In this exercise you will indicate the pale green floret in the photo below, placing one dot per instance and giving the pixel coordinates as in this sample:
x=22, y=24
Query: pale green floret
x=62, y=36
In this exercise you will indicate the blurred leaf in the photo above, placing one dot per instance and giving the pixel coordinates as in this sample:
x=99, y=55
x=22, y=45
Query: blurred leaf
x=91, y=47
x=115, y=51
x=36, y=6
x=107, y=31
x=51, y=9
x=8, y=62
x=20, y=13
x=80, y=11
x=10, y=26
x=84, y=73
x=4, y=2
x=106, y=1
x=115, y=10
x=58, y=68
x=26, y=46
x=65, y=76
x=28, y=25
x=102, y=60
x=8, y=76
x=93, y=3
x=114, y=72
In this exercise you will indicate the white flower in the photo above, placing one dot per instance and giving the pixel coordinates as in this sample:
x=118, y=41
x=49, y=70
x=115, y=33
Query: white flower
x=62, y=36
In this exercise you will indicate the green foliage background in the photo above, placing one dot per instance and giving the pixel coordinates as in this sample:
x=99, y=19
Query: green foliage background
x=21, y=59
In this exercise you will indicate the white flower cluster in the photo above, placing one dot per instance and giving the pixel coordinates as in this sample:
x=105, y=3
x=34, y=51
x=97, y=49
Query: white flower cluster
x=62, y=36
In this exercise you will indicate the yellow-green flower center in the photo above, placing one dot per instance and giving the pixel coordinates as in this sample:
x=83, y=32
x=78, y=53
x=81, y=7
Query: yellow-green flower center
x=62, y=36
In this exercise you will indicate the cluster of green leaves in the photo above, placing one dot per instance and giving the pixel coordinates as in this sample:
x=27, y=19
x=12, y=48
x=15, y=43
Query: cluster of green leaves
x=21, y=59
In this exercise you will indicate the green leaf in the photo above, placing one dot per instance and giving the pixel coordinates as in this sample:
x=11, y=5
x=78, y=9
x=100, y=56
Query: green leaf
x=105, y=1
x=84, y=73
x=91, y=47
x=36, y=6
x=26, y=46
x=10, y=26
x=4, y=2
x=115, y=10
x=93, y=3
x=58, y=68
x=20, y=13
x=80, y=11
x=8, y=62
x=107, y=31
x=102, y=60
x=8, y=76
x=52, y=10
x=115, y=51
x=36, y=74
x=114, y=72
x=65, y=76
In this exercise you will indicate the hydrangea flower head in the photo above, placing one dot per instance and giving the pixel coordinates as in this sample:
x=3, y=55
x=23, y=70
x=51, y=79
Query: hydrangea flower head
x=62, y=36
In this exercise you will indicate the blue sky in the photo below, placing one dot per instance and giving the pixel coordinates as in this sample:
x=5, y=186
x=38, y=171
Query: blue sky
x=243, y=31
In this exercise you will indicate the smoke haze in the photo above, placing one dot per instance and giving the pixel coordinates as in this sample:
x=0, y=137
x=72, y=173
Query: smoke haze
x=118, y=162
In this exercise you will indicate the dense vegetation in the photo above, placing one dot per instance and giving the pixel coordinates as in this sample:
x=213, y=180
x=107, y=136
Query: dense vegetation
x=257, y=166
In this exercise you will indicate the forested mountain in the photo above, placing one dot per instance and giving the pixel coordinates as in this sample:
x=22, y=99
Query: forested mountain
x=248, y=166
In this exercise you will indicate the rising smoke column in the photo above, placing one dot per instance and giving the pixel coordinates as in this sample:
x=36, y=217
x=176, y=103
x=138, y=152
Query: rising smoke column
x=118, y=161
• • • •
● **YOUR GOAL**
Tally the lines in the material above that contain "below". Respond with the number and nothing else.

● **SOLUTION FOR THIS PROBLEM**
2